Return every line of the records below that contains the string "silver", matching case exactly.
START Input
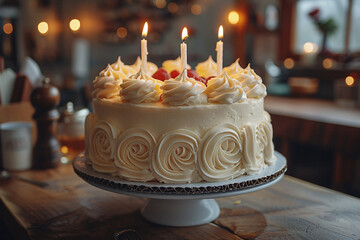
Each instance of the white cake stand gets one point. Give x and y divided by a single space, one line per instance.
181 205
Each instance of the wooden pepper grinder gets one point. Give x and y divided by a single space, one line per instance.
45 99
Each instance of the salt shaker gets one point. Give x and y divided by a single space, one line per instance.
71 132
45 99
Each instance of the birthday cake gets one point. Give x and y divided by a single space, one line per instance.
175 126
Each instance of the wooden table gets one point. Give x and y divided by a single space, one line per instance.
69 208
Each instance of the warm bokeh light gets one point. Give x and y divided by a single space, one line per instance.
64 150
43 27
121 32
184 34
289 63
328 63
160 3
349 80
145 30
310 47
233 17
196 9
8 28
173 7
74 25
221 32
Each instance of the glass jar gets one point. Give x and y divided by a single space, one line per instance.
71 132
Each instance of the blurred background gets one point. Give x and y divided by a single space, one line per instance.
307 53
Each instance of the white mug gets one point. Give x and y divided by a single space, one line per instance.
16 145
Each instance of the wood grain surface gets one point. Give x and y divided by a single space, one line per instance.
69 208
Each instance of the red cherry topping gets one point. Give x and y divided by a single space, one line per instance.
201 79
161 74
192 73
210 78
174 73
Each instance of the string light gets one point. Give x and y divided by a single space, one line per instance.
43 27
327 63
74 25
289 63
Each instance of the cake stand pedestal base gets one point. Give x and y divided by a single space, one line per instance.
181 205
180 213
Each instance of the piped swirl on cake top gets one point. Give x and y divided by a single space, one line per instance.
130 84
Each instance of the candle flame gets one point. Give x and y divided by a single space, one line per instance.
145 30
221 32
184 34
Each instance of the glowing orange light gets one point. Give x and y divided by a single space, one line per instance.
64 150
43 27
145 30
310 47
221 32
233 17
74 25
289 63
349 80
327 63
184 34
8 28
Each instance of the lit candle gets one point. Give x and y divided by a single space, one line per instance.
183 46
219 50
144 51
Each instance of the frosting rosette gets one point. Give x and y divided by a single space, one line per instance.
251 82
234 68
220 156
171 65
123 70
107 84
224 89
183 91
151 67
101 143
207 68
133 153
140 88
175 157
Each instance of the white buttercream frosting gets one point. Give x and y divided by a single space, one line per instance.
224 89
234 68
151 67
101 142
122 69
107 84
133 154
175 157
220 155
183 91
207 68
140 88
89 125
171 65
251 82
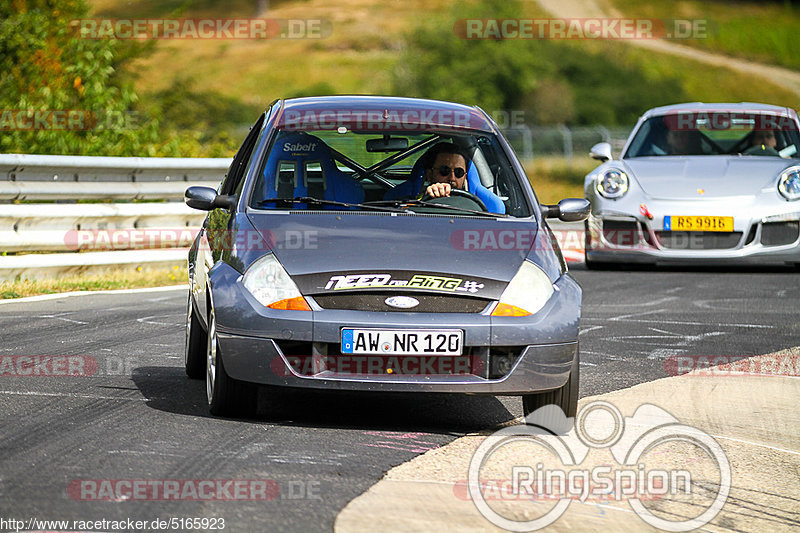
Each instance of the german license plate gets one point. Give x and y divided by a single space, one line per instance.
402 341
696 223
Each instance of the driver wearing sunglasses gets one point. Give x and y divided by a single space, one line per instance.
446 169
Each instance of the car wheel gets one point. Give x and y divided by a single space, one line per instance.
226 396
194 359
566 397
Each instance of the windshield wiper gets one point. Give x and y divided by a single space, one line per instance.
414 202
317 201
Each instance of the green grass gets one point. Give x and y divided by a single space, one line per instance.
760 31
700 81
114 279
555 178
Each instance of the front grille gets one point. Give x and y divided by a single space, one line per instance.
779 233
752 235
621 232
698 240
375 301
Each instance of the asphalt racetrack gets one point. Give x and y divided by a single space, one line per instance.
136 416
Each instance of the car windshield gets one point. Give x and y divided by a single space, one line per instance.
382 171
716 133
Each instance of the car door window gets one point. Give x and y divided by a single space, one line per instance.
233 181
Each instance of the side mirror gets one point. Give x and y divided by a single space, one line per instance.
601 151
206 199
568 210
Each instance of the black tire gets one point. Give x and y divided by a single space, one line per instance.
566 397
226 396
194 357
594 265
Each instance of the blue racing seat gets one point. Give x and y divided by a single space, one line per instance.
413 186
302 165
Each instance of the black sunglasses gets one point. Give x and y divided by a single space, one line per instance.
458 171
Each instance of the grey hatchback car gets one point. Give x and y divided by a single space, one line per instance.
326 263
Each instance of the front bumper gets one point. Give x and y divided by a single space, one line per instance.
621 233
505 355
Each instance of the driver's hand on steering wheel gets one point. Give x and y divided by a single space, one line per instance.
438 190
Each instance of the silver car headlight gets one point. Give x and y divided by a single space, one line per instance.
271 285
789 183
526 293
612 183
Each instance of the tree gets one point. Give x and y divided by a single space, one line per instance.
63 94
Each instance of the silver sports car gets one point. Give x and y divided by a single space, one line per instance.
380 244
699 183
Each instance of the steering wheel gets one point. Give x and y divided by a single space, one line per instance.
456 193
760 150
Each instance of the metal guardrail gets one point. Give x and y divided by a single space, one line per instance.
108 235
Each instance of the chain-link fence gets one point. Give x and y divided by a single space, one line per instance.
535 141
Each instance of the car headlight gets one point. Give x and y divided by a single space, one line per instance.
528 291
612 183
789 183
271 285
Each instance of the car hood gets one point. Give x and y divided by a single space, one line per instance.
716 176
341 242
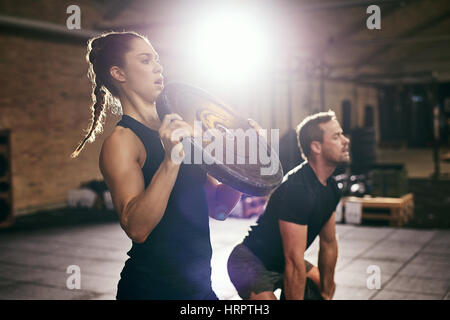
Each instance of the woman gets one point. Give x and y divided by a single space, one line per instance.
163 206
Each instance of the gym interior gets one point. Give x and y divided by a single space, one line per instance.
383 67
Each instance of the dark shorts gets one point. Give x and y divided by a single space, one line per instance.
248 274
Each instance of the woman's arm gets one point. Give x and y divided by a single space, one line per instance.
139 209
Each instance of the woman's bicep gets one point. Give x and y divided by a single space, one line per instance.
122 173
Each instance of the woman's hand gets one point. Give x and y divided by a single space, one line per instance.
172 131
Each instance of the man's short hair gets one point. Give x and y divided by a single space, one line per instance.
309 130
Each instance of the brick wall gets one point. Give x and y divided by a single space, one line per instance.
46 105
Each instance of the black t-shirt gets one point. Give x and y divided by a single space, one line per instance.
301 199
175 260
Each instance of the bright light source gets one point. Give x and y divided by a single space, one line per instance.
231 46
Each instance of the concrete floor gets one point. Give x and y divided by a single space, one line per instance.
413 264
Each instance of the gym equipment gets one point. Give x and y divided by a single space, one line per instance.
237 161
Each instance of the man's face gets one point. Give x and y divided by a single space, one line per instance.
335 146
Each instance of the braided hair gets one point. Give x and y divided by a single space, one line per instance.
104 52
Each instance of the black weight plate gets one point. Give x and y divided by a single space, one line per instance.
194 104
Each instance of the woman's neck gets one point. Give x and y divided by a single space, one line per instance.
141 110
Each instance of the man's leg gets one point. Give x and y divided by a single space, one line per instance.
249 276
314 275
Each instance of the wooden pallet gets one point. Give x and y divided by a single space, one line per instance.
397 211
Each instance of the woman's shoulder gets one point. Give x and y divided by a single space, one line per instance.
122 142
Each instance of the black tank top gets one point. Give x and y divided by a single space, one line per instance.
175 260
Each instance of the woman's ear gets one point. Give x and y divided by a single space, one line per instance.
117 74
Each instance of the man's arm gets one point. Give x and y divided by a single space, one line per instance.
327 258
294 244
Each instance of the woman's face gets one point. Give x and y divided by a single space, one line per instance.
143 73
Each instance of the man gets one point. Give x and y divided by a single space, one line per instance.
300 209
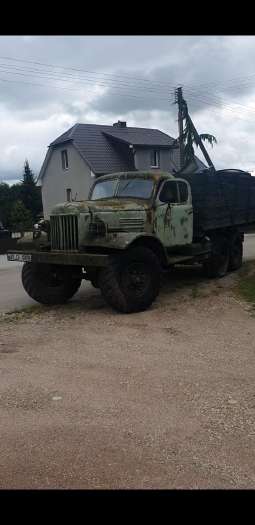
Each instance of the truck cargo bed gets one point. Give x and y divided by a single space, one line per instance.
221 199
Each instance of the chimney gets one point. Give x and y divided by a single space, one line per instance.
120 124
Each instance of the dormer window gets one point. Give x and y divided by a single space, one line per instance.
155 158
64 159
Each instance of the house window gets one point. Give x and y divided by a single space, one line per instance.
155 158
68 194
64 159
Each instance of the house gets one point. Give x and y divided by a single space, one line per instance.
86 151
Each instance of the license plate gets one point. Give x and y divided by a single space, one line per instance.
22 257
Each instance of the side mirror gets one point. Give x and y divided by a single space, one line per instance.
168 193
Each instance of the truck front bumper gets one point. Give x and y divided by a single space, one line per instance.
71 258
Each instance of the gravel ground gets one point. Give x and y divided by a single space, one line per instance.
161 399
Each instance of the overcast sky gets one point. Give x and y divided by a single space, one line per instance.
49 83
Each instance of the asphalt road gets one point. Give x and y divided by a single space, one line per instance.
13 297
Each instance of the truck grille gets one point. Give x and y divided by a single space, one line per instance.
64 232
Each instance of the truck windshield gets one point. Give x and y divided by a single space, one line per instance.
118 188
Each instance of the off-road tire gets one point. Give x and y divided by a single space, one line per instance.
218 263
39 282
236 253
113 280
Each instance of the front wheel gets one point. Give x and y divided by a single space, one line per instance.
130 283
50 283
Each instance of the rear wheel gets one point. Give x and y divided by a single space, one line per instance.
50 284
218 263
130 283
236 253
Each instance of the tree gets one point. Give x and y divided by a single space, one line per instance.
END Input
START Input
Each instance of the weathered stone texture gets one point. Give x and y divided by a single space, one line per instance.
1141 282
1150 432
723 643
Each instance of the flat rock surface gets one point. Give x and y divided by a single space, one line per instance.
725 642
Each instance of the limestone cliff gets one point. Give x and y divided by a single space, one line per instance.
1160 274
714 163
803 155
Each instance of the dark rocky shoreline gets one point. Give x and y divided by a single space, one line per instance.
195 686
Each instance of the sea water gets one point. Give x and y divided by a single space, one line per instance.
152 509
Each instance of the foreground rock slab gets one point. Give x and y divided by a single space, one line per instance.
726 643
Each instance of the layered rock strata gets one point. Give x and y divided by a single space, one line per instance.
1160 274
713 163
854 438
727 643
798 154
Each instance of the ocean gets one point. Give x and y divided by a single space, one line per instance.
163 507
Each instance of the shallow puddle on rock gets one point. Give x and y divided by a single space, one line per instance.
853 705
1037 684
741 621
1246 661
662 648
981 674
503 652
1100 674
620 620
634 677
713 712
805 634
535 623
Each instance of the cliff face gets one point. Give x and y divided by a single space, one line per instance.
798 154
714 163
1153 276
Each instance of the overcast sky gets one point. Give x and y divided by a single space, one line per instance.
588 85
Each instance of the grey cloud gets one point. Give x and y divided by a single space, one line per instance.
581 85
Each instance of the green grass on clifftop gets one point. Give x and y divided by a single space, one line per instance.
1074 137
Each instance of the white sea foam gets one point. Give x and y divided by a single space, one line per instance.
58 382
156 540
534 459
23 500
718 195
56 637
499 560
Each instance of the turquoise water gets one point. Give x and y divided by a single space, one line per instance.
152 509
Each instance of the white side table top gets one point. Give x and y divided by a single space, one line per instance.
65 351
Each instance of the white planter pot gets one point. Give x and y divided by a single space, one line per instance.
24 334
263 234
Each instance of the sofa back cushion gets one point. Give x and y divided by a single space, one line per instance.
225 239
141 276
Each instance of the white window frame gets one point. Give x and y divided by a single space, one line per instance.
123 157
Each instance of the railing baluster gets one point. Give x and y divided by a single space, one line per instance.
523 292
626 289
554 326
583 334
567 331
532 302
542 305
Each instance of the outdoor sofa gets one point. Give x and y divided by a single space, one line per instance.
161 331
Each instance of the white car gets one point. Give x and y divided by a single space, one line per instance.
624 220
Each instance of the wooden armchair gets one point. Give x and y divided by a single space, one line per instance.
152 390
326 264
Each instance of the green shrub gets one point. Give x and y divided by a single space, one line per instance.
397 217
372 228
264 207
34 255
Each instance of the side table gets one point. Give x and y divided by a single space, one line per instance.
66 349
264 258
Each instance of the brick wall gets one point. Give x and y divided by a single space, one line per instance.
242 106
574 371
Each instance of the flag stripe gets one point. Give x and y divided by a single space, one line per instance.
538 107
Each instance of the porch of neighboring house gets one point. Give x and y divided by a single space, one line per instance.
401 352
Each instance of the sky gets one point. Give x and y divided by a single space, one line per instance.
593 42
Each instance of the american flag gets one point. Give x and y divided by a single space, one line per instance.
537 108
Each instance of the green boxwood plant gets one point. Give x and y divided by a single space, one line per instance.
END Input
START Input
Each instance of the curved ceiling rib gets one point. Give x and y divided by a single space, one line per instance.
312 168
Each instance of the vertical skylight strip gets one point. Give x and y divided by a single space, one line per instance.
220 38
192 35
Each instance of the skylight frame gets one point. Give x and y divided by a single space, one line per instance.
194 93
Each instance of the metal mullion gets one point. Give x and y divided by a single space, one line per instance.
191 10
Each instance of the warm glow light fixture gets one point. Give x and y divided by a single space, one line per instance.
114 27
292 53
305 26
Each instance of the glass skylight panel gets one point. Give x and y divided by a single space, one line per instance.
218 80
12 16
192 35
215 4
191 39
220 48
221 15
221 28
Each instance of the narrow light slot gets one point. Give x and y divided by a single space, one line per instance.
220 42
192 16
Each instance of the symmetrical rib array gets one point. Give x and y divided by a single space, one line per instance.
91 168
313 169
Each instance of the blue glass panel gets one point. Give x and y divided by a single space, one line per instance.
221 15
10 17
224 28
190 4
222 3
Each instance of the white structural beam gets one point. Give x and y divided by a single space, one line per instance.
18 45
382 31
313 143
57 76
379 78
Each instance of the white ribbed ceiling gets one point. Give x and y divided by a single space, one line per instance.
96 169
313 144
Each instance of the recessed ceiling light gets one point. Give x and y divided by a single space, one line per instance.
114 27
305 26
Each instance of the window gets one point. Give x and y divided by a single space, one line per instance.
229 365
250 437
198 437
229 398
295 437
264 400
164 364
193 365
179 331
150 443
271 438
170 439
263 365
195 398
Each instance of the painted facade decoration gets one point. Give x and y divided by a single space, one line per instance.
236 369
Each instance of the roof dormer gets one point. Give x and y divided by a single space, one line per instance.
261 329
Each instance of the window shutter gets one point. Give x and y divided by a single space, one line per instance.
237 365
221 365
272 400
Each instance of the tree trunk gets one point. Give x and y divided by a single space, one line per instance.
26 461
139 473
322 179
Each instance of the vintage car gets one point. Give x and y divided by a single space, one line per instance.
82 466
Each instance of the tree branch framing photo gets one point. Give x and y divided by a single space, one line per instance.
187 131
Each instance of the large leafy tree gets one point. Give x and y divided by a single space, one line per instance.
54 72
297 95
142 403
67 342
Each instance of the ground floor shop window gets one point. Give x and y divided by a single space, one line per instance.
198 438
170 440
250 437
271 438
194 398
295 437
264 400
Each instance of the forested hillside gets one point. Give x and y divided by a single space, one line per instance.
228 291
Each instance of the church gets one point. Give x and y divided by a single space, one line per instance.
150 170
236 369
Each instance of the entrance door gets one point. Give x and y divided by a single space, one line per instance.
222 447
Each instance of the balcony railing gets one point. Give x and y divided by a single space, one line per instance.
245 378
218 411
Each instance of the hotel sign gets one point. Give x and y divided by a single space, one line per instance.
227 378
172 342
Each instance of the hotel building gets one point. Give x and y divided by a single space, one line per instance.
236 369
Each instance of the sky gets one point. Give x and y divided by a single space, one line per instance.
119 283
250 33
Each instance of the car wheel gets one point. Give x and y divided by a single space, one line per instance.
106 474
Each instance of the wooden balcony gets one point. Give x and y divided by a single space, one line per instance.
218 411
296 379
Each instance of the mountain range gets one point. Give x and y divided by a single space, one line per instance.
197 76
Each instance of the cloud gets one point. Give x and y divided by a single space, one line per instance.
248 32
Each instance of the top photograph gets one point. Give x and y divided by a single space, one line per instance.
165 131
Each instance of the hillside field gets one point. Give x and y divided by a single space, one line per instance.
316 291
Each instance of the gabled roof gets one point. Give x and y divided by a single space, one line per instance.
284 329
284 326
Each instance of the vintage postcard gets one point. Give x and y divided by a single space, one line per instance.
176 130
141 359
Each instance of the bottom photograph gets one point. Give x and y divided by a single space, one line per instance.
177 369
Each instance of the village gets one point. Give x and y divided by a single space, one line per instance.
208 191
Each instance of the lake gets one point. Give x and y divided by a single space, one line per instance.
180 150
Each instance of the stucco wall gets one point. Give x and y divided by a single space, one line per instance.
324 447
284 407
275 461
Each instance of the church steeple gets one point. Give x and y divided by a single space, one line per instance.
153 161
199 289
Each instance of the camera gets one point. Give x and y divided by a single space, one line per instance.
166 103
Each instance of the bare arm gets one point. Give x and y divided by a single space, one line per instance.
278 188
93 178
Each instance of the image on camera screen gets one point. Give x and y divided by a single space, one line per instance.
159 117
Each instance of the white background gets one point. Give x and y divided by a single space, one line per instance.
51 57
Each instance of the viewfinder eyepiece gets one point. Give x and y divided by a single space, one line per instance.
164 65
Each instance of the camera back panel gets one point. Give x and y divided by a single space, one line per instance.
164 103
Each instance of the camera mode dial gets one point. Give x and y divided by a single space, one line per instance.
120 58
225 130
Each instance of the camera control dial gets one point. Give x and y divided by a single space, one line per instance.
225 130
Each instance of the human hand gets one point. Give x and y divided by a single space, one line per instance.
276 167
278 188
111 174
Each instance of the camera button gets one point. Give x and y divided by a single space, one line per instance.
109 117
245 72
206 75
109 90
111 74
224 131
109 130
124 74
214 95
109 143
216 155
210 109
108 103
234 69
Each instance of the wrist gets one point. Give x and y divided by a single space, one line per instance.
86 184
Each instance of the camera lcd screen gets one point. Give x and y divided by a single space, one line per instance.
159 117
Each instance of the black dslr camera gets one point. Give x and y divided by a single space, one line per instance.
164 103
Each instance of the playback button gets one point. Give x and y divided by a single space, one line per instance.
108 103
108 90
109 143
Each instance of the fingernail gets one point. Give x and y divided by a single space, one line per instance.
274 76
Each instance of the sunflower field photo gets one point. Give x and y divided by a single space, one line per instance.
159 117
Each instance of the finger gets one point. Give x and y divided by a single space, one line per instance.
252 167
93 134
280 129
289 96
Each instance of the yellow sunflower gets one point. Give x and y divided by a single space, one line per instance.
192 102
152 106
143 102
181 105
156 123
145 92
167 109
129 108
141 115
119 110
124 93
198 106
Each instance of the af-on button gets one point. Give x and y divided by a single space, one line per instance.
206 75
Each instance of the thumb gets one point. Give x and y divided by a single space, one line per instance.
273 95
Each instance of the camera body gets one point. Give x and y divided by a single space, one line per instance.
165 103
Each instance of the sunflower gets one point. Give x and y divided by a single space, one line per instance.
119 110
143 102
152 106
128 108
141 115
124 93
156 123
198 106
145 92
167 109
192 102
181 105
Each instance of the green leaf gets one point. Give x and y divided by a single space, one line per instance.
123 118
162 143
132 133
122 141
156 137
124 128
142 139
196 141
END Input
Exercise result
Each instance of the silver car headlight gets one point. Give x and y divided by a single space, one line per instance.
Each instance of the silver sports car gets one point. Give x and y divided by a single space, one line per instance.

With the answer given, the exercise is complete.